§ TASK OBJECTIVE
Please reproduce, unchanged, everything from the line containing "of the spotted" down to the final line of the entries below, including both of those lines.

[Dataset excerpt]

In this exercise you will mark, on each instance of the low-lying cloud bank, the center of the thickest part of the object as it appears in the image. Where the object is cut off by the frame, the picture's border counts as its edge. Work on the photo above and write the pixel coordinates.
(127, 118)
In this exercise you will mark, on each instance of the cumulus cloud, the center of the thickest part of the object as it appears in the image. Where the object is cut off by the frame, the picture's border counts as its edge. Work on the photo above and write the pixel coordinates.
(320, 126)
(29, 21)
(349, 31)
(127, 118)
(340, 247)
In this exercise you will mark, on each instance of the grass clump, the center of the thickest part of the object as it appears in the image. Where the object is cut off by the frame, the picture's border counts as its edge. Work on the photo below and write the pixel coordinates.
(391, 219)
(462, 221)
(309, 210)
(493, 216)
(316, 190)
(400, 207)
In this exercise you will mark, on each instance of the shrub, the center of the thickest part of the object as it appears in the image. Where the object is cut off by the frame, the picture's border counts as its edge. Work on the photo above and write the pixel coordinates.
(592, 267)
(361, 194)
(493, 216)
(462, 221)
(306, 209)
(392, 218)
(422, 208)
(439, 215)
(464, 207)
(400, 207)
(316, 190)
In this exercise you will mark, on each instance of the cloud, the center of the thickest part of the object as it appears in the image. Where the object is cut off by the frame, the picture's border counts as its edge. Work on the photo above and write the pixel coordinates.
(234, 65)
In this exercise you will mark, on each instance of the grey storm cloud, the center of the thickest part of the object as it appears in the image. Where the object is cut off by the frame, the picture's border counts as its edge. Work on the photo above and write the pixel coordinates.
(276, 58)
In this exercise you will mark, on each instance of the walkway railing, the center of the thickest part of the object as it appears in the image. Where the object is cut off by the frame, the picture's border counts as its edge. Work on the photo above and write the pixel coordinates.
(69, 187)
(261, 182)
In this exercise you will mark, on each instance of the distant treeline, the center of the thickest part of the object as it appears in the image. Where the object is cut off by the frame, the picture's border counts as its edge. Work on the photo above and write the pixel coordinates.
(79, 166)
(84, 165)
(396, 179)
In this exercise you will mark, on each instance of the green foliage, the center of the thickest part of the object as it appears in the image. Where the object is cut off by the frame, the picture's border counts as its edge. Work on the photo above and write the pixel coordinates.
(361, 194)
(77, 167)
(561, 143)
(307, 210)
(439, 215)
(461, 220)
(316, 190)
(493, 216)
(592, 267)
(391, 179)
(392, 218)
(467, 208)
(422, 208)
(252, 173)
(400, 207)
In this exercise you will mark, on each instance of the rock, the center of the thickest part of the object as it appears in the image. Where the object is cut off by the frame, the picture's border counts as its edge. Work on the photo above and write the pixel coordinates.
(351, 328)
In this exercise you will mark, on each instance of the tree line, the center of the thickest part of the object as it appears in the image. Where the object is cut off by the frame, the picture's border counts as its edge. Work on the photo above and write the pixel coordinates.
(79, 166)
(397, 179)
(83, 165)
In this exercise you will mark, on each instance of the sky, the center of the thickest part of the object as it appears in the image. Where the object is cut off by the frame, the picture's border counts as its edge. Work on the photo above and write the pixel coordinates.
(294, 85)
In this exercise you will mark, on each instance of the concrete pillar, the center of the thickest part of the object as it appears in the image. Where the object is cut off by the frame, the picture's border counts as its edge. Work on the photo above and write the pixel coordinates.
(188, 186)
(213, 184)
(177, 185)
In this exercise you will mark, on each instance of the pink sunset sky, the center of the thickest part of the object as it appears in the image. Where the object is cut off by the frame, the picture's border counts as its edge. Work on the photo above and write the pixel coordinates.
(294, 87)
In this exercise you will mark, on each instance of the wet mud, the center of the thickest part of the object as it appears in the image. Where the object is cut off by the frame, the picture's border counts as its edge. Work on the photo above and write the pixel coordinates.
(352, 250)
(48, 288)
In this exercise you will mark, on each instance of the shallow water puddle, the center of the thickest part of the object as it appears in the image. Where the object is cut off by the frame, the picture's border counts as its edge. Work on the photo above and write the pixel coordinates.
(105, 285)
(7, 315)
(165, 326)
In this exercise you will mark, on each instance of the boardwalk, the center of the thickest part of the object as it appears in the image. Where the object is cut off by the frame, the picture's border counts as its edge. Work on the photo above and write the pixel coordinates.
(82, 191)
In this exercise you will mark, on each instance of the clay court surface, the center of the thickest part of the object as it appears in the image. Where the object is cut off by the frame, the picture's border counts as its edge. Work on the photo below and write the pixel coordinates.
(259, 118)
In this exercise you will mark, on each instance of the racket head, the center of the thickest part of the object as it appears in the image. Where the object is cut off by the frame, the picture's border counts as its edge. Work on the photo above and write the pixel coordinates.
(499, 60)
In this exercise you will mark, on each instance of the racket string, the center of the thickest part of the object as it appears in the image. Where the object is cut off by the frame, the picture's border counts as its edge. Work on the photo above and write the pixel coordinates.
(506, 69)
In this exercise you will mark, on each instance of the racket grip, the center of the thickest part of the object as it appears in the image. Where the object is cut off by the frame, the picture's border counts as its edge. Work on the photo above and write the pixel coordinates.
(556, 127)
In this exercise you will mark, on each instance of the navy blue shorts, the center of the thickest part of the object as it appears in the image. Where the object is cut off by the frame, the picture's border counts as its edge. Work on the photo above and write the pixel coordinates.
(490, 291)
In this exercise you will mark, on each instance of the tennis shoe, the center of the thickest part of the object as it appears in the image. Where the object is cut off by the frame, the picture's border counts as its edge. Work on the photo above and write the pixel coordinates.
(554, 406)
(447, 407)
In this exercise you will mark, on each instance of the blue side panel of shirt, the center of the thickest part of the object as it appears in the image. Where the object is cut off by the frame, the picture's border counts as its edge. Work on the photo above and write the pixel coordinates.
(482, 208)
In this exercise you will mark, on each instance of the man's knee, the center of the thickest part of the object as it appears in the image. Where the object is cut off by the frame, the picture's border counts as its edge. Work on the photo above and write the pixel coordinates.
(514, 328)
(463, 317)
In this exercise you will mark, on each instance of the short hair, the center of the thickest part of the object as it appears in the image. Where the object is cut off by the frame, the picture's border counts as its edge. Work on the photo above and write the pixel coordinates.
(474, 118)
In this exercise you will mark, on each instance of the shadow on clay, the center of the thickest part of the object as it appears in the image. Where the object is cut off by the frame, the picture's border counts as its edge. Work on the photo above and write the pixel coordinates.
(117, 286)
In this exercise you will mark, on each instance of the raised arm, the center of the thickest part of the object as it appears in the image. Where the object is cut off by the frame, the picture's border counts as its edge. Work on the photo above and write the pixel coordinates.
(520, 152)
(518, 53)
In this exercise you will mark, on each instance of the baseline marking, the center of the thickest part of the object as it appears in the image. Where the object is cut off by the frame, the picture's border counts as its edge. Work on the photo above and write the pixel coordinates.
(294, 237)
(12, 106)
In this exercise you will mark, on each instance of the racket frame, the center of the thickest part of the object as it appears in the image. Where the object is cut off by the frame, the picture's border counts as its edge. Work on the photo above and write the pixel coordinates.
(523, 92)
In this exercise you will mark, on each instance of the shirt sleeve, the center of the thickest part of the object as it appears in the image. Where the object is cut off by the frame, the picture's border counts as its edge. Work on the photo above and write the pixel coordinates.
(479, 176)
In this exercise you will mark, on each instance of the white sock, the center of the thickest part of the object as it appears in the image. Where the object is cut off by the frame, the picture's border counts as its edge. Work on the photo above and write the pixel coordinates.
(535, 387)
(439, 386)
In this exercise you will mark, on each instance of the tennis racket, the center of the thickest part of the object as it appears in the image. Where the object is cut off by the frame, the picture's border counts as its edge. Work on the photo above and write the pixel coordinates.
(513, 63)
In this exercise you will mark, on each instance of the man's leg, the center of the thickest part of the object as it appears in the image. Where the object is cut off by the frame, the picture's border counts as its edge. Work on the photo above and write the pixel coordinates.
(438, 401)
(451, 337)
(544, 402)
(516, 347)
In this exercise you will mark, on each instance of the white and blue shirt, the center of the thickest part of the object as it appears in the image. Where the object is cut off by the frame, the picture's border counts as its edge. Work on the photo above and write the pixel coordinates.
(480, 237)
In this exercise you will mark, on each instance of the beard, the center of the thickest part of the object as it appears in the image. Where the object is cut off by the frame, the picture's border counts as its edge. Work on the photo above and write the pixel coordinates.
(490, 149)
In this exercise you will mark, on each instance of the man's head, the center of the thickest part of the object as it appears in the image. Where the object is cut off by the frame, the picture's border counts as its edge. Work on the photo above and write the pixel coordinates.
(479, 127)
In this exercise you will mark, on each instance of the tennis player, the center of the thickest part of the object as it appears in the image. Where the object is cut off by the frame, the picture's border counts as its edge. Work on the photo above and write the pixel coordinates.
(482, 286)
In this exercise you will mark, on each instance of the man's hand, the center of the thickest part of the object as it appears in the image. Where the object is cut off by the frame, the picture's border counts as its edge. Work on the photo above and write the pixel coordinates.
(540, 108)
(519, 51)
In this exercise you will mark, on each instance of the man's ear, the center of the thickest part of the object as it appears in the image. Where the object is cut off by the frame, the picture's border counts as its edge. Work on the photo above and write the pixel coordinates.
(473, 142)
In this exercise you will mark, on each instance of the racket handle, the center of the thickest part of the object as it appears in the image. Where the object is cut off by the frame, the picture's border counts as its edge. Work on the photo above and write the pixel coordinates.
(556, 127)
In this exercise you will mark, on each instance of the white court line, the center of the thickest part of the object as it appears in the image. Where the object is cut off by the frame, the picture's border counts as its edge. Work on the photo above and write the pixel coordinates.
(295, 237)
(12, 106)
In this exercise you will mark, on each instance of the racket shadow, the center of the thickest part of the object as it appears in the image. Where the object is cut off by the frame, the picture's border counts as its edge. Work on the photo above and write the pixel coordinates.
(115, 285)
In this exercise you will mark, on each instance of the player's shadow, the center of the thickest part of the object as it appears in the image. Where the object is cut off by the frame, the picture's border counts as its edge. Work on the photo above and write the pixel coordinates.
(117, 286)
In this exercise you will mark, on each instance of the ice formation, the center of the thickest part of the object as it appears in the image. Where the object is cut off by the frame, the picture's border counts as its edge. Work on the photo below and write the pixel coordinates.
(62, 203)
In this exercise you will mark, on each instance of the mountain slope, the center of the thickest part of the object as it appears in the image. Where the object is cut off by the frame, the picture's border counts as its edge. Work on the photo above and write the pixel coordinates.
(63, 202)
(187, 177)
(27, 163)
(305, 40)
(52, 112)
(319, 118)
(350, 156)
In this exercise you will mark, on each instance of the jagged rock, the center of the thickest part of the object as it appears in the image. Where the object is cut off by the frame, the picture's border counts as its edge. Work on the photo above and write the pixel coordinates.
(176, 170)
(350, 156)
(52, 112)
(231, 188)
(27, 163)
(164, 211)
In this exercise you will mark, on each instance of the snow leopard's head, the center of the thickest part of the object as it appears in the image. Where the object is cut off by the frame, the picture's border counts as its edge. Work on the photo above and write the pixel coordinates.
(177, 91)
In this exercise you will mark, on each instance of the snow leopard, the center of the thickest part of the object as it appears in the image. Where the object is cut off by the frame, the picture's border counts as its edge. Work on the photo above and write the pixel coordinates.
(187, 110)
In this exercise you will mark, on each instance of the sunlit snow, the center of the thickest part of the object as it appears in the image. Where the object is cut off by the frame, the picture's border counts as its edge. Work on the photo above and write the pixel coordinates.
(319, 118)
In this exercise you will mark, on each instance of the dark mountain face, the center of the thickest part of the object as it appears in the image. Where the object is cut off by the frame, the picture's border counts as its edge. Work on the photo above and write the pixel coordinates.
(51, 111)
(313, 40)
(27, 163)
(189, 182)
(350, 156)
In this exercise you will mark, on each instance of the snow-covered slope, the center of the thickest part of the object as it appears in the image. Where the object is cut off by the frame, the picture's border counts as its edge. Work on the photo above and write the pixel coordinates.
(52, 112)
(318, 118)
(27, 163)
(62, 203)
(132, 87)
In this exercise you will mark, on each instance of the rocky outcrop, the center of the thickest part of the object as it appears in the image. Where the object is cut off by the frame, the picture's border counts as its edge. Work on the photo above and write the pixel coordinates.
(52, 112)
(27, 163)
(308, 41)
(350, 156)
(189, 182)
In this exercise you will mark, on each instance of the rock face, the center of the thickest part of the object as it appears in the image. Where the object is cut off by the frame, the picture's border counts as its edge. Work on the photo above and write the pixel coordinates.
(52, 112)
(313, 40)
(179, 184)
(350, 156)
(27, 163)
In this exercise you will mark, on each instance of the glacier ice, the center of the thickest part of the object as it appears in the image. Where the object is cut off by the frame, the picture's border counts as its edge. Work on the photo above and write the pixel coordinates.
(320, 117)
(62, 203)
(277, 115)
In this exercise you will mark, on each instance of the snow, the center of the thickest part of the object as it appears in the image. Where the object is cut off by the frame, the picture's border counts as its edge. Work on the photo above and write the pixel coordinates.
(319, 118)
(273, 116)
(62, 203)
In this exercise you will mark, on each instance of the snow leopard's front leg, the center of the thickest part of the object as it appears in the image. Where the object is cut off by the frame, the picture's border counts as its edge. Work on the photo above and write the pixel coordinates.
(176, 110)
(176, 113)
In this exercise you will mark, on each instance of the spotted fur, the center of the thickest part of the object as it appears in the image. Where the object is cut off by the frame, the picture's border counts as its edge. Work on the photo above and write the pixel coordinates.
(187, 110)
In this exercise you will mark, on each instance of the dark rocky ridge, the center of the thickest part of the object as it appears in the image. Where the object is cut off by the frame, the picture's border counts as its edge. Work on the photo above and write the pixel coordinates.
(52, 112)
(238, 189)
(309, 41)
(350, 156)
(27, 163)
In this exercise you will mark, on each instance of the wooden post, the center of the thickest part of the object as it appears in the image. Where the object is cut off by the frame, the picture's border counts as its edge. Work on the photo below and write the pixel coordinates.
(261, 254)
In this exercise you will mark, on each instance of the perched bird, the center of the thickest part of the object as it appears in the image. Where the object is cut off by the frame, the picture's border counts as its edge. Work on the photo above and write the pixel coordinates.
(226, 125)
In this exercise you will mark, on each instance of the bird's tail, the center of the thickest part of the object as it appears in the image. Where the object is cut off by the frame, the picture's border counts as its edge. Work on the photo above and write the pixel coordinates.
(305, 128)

§ RESPONSE
In this exercise you will mark, on each instance of the spotted fur, the center of the thickest part of the object as it appears in the image. Where the object is cut off by the frame, the picture's border counts as its edge. Work on the photo above and write the pixel coordinates.
(187, 110)
In this exercise you will mark, on each instance of the dark rocky ridge, the center of the thickest part of the object as it appears in the image. Where the object is cut off by the frame, the picture's border counts as its edge. Work on the photo above and write the pixel coordinates.
(52, 112)
(238, 189)
(309, 41)
(350, 156)
(27, 163)
In this exercise you will mark, on each instance of the wooden post, the center of the thickest part of the object as it appears in the image. Where the object is cut off by the frame, the picture's border counts as its edge. Work on the photo below and write the pixel coordinates.
(261, 254)
In this exercise you will mark, on each instance of the perched bird, the center of the thickest part of the object as it appears in the image. Where the object is cut off by the frame, the picture's border counts as its edge. Work on the photo above and write the pixel coordinates.
(226, 125)
In this exercise you will mark, on each instance of the bird's tail, the center of the thickest part of the object as it appears in the image. Where the object is cut off by the frame, the picture's border counts as its edge. Work on the photo above and write the pixel coordinates.
(305, 128)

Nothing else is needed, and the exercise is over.